**Records provided:**
╔══
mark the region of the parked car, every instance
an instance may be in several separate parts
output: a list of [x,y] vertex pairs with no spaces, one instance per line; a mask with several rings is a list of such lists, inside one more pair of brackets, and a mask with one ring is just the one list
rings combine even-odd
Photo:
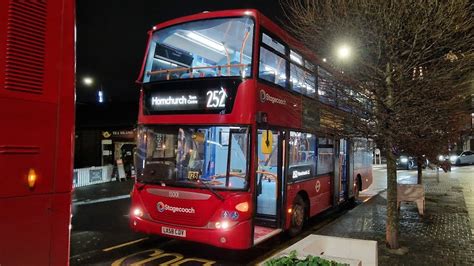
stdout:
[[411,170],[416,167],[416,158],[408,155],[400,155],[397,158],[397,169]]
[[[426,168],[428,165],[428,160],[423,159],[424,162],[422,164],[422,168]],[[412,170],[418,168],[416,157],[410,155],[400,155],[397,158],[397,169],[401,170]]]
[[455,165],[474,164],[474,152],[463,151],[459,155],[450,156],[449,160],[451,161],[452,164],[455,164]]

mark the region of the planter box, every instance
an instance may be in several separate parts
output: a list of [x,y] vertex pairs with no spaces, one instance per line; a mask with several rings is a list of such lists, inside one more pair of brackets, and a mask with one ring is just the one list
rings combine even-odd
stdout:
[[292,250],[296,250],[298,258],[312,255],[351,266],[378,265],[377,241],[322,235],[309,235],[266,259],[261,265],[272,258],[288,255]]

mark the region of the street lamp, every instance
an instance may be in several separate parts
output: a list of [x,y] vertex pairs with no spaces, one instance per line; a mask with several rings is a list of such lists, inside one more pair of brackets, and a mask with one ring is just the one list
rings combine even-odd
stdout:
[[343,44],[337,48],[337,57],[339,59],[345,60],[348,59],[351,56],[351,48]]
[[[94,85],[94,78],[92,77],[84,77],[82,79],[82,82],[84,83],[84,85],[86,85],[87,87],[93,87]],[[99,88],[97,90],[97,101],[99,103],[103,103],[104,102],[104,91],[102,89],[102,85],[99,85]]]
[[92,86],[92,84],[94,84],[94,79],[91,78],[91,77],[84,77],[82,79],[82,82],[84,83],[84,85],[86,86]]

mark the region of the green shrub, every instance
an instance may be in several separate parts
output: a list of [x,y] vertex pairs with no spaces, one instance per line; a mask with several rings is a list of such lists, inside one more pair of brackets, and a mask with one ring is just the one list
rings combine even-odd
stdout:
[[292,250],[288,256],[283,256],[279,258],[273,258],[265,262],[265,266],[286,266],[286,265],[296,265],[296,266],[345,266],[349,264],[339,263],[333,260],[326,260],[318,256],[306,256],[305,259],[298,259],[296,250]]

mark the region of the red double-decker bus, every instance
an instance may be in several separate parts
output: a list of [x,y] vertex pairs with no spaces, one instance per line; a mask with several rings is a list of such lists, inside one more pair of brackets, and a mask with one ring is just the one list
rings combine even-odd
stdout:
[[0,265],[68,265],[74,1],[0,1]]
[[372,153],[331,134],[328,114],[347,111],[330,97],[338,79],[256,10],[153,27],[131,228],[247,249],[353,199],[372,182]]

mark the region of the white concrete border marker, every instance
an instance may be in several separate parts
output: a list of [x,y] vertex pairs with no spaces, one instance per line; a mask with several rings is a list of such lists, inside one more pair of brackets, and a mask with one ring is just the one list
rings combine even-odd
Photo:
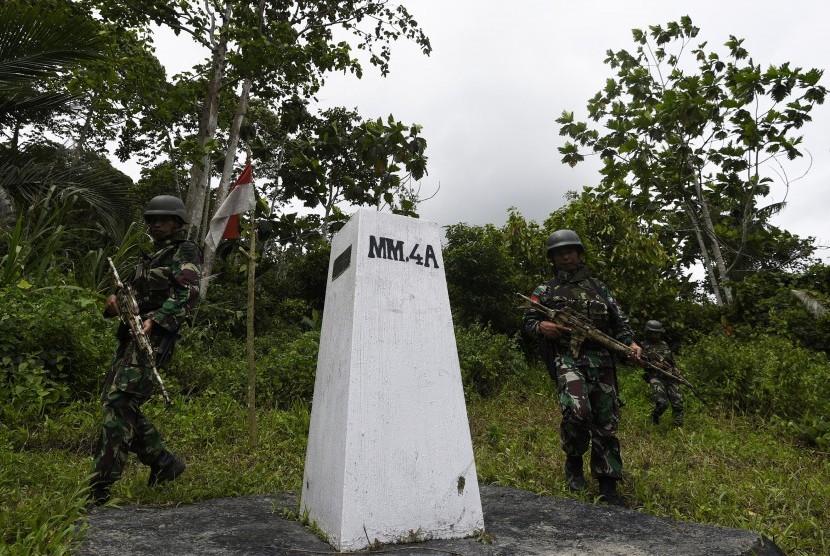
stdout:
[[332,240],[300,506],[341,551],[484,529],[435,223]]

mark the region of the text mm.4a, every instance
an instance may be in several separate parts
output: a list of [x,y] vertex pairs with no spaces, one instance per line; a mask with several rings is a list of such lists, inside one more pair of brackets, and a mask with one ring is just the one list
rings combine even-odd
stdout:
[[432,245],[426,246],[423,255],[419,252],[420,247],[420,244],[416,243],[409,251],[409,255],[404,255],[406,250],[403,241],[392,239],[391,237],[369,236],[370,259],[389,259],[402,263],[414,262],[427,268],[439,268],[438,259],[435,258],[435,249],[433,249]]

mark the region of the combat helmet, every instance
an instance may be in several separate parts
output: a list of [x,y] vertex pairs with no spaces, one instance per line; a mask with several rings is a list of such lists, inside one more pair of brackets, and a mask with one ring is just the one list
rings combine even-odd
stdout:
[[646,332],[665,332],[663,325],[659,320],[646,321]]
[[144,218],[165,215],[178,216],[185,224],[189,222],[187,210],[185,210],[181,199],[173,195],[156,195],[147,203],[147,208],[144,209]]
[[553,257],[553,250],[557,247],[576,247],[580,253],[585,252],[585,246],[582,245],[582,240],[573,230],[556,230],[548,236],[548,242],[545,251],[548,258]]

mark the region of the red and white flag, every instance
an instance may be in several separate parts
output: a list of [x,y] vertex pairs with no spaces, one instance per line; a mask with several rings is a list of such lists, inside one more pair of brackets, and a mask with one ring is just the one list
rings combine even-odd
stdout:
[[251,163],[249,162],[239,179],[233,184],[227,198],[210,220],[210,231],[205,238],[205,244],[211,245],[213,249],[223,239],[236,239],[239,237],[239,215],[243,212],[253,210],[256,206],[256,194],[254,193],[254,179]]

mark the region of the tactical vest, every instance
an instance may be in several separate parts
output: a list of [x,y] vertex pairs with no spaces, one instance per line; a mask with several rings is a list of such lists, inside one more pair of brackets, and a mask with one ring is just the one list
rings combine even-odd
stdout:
╚══
Transcribe every entry exactly, leaving out the pictures.

**Answer section:**
mark the region of the parked car, every instance
an instance may be in several separate parts
output: a list of [x,y] vertex pairs with no spaces, one instance per line; a mask with several rings is a list of such lists, inside one more pair of brackets, and a mask with one ring is just the one list
rings combine even-odd
Photo:
stdout:
[[411,170],[416,167],[416,158],[408,155],[400,155],[397,158],[397,169]]
[[[426,168],[428,165],[428,160],[423,159],[424,162],[422,164],[422,168]],[[412,170],[418,168],[416,157],[410,155],[400,155],[397,158],[397,169],[401,170]]]
[[455,165],[474,164],[474,152],[463,151],[459,155],[450,156],[449,160],[451,161],[452,164],[455,164]]

mark the region of the planter box, every instance
an instance may be in several separate parts
output: a list of [x,y] vertex pairs with no spaces, one instance per line; a mask with several rings is a list of such lists, inside one more pair of brackets, and a mask with one ring is just the one list
rings combine even-odd
stdout:
[[292,250],[296,250],[298,258],[312,255],[351,266],[378,265],[377,241],[322,235],[309,235],[266,259],[261,265],[272,258],[288,255]]

mark the region of the street lamp, every instance
an instance may be in several separate parts
output: a list of [x,y] vertex pairs with no spaces, one instance per line; a mask with several rings is a list of such lists, inside one more pair of brackets, and a mask with one ring is just the one list
rings combine even-odd
stdout:
[[343,44],[337,48],[337,57],[339,59],[345,60],[348,59],[351,56],[351,48]]
[[[94,85],[94,78],[92,77],[84,77],[82,79],[82,82],[84,83],[84,85],[86,85],[87,87],[93,87]],[[99,88],[97,90],[97,101],[99,103],[103,103],[104,102],[104,91],[102,89],[102,85],[99,85]]]
[[92,86],[92,84],[94,84],[94,79],[91,78],[91,77],[84,77],[82,79],[82,82],[84,83],[84,85],[86,86]]

mark the region of the green shrub, every instance
an instance may be in several separate parts
output: a list of [x,y] vertex pairs with no spaces, one instance per line; a mask with several rings is a list of such lists, inside one more pair of brackets, and a mask with one ring is just the one list
rings combine even-odd
stdout:
[[292,250],[288,256],[283,256],[279,258],[273,258],[265,262],[265,266],[286,266],[286,265],[296,265],[296,266],[345,266],[349,264],[339,263],[333,260],[326,260],[318,256],[306,256],[305,259],[298,259],[296,250]]

mark the region of the red double-decker bus, every instance
an instance may be in several separate parts
output: a list of [x,y] vertex pairs with no spaces, one instance per line; a mask with several rings is a list of such lists, inside one more pair of brackets, and a mask with one ring is just the one list
rings combine even-odd
stdout:
[[0,265],[68,265],[74,1],[0,1]]
[[372,153],[331,134],[328,114],[347,111],[330,97],[338,79],[256,10],[153,27],[131,228],[247,249],[353,199],[372,182]]

mark the region of the white concrete border marker, every instance
an instance may be in several separate parts
output: a list of [x,y] vertex pairs with no spaces, one instance per line; a mask with several rings is a list of such lists, inside one more pair of brackets, and a mask with one ring is just the one list
rings combine even-odd
Photo:
stdout:
[[332,240],[300,506],[341,551],[484,529],[435,223]]

mark the region of the text mm.4a, every instance
an instance may be in several separate parts
output: a list of [x,y] vertex pairs with no spaces, one instance per line; a mask with several rings is a list of such lists, inside one more pair of brackets, and a mask with one ring is just the one list
rings combine even-odd
stdout:
[[432,245],[426,246],[423,255],[419,252],[420,247],[420,244],[416,243],[409,251],[409,255],[404,255],[406,250],[403,241],[392,239],[391,237],[369,236],[370,259],[389,259],[402,263],[414,262],[427,268],[439,268],[438,259],[435,258],[435,249],[433,249]]

mark the region of the combat helmet, every instance
an instance may be in several separate parts
output: a list of [x,y] vertex pairs with no spaces, one instance per line; a mask with several rings is a list of such lists, inside one more pair of brackets, and a mask with one ring is just the one list
rings combine even-odd
stdout:
[[646,332],[665,332],[663,325],[659,320],[646,321]]
[[144,218],[165,215],[178,216],[185,224],[189,222],[187,210],[185,210],[181,199],[173,195],[156,195],[147,203],[147,208],[144,209]]
[[553,257],[553,250],[557,247],[576,247],[580,253],[585,252],[585,246],[582,245],[582,240],[573,230],[556,230],[548,236],[548,242],[545,251],[548,258]]

mark the region of the red and white flag, every instance
an instance may be in several separate parts
output: a list of [x,y] vertex pairs with no spaces, one instance per line; a mask with several rings is a list of such lists, inside one more pair of brackets, and a mask with one ring is just the one list
rings combine even-odd
stdout:
[[251,163],[249,162],[239,179],[233,184],[227,198],[210,220],[210,231],[205,238],[205,244],[211,245],[213,249],[223,239],[236,239],[239,237],[239,215],[243,212],[253,210],[256,206],[256,194],[254,193],[254,179]]

mark the region of the tactical vest, every instance
an instance may be in several separate parts
output: a list of [x,y] vertex pairs with no spaces, one instance per line; a mask with several rings is a list of such lists, inside one more pair of brackets, and a mask with one ring is just the one list
rings combine even-odd
stdout:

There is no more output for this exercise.